**Work request:** Please return each record below exactly, with nothing left out.

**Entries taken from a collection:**
Start of Block

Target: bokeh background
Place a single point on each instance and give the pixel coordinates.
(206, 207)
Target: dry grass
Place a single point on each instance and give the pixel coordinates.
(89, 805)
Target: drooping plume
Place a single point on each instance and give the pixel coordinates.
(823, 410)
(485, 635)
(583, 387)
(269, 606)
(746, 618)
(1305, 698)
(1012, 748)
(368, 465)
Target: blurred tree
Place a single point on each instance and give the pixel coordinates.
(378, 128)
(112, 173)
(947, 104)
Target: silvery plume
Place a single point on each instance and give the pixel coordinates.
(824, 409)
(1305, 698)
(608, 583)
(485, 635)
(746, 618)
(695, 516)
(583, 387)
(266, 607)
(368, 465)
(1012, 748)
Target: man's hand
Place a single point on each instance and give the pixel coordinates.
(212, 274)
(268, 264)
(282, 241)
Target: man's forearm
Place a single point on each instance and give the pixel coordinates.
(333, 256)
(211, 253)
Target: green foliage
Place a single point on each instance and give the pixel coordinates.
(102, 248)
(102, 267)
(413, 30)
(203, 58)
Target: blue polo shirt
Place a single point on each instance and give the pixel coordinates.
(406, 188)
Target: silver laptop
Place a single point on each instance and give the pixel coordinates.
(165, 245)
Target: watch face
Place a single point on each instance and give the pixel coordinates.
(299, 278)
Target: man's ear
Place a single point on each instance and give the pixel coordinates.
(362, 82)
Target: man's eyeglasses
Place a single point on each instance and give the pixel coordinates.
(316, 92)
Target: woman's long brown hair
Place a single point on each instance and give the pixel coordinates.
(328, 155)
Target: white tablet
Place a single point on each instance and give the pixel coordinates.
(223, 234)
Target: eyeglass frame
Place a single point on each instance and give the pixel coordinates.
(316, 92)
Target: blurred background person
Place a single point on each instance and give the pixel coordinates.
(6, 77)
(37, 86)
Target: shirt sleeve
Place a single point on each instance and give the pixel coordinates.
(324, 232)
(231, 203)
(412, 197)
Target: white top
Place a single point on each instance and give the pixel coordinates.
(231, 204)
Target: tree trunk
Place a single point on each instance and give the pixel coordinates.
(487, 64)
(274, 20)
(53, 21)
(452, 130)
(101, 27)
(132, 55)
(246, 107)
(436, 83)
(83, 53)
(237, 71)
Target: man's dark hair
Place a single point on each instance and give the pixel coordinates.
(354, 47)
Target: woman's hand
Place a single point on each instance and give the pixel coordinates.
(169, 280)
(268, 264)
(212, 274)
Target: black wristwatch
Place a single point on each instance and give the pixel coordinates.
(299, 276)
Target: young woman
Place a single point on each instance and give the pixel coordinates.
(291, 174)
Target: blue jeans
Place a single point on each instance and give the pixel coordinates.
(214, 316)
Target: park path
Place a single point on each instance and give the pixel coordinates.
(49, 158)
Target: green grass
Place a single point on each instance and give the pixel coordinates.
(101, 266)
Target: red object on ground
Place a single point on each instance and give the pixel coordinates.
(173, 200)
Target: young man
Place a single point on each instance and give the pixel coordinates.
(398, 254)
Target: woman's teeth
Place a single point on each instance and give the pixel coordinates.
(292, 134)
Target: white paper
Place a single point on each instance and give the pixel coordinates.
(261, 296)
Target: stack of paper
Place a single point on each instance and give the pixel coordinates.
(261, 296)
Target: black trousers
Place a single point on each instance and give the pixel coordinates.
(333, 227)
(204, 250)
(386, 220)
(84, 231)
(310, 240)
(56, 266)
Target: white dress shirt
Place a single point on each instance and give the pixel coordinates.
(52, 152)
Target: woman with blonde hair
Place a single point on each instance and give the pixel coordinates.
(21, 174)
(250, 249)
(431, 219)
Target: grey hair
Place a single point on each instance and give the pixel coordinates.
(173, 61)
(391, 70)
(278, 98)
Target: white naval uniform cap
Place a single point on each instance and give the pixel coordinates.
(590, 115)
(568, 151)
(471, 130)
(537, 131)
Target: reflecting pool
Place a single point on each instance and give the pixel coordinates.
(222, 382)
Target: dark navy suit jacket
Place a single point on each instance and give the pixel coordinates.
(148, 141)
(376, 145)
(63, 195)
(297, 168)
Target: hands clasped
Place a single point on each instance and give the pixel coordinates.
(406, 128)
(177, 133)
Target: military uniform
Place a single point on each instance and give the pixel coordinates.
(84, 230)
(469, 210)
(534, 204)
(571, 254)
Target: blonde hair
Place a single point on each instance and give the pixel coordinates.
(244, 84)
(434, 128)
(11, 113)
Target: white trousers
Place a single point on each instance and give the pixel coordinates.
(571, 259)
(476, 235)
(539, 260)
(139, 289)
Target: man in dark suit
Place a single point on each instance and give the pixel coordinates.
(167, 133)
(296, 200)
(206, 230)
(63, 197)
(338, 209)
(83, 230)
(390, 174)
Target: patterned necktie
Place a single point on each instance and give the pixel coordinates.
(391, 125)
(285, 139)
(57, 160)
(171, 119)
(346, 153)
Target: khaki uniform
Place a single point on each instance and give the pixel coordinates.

End of Block

**Response area:**
Target: bokeh background
Place a single point on each instance and give the pixel coordinates.
(206, 207)
Target: dry grass
Place a single point on each instance and give the pixel coordinates.
(89, 805)
Target: drooping plume
Place a single point on each instance and give the pixel coordinates.
(823, 410)
(485, 635)
(583, 387)
(269, 606)
(746, 618)
(1305, 698)
(1012, 748)
(368, 465)
Target: blurred tree
Place a single point on each instance and give the pixel coordinates.
(378, 128)
(112, 173)
(947, 104)
Target: silvery plume
Place a single point on each instance and give the pixel coordinates.
(824, 409)
(1305, 698)
(608, 583)
(485, 635)
(746, 618)
(695, 516)
(583, 387)
(266, 607)
(368, 465)
(1012, 748)
Target: man's hand
Place a single point on each instance and give the pixel coordinates.
(212, 274)
(268, 264)
(282, 241)
Target: man's forearm
Place a single point on each instance and give the pixel coordinates.
(333, 256)
(211, 253)
Target: green foliage
Place a single point on each instance and give the pixel coordinates.
(102, 248)
(102, 267)
(413, 30)
(203, 58)
Target: blue polo shirt
Place a single point on each instance and give the pixel coordinates.
(406, 188)
Target: silver laptop
Place a single point on each instance and give the pixel coordinates.
(165, 245)
Target: watch face
Place a single point on each instance and give the pixel coordinates.
(299, 278)
Target: man's ear
Place a single point on each instance and give the pixel coordinates.
(362, 82)
Target: man's eyeglasses
Place a single point on each instance and give the pixel coordinates.
(316, 92)
Target: woman's long brown hair
Place a single point on each instance and give the pixel coordinates.
(328, 155)
Target: white tablet
Place a single point on each instance and give the pixel coordinates.
(223, 234)
Target: eyeglass frame
Place a single point on each instance and give the pixel coordinates.
(316, 92)
Target: blurred background person
Place a single point on each instance and give the pixel coordinates.
(6, 77)
(37, 86)
Target: shirt sleeve
Place a single point on each instance and give the pixel coordinates.
(324, 232)
(231, 203)
(412, 197)
Target: white top
Place a single point on each instance and give the pixel coordinates.
(231, 204)
Target: tree trunk
Place a single point on each instance and give the pixel coordinates.
(487, 64)
(274, 20)
(53, 21)
(452, 130)
(101, 27)
(132, 55)
(246, 107)
(436, 83)
(83, 53)
(237, 71)
Target: man's dark hair
Place a single point on each instance and give the pixel coordinates.
(354, 47)
Target: woman's hand
Place a single point on each instance and give the pixel coordinates.
(169, 280)
(268, 264)
(212, 274)
Target: black wristwatch
Place a single point on each instance and give the pixel coordinates.
(299, 276)
Target: young woman
Place a single point on each instance and give the pixel coordinates.
(291, 174)
Target: blue jeans
Place a single point on each instance and give the pixel coordinates.
(214, 316)
Target: park path
Place a single point on each instance and give the pixel coordinates.
(49, 158)
Target: green grass
Place a single point on each instance and give the pixel coordinates.
(101, 266)
Target: red object on ground
Place a single point on each instance and give the pixel coordinates.
(173, 200)
Target: young man
Place a single point on each instance and give the pixel coordinates.
(398, 254)
Target: woman's teeth
Place a single point on each instance and give the pixel coordinates.
(292, 134)
Target: white paper
Place a single point on each instance and give the pixel coordinates.
(261, 296)
Target: stack of paper
Place a single point on each instance and give the pixel coordinates.
(261, 296)
Target: black trousers
Place a single point on each instance and give the pixel coordinates.
(333, 227)
(204, 250)
(386, 220)
(84, 231)
(310, 240)
(56, 266)
Target: white dress shirt
Place a single point on each instance and give the pixel coordinates.
(52, 152)
Target: woman with blonde hair
Place a single point on each instance and give the pixel coordinates.
(21, 174)
(250, 249)
(431, 219)
Target: grey hair
Place a single point on each instance and give the pixel coordinates.
(173, 61)
(391, 70)
(278, 98)
Target: white naval uniform cap
Place a single point on each instance and give the pixel coordinates.
(590, 115)
(568, 151)
(471, 130)
(537, 131)
Target: reflecting pool
Place a single point on each instance and give the pixel coordinates.
(222, 382)
Target: dark navy suit jacket
Place a single point on each instance and give the pixel coordinates.
(148, 141)
(376, 145)
(63, 195)
(297, 168)
Target: hands clasped
Place a single point on each instance and give the pixel coordinates.
(406, 128)
(177, 133)
Target: military uniform
Place a single point on each instance and give the pixel coordinates.
(84, 230)
(469, 210)
(534, 204)
(571, 254)
Target: blonde hair
Place a single point on each instance and give the pixel coordinates.
(244, 84)
(434, 128)
(11, 113)
Target: white trousers
Place a single point on each instance and give the pixel coordinates.
(571, 259)
(476, 235)
(539, 260)
(139, 289)
Target: man in dark suit
Place a single point on each instance and give the pixel coordinates.
(167, 133)
(296, 200)
(206, 230)
(63, 197)
(338, 209)
(83, 230)
(390, 174)
Target: patterned necktie
Place a single point on each instance and give the pixel coordinates.
(391, 125)
(285, 139)
(57, 160)
(171, 119)
(346, 153)
Target: khaki uniform
Place a single point on each instance and give the pixel coordinates.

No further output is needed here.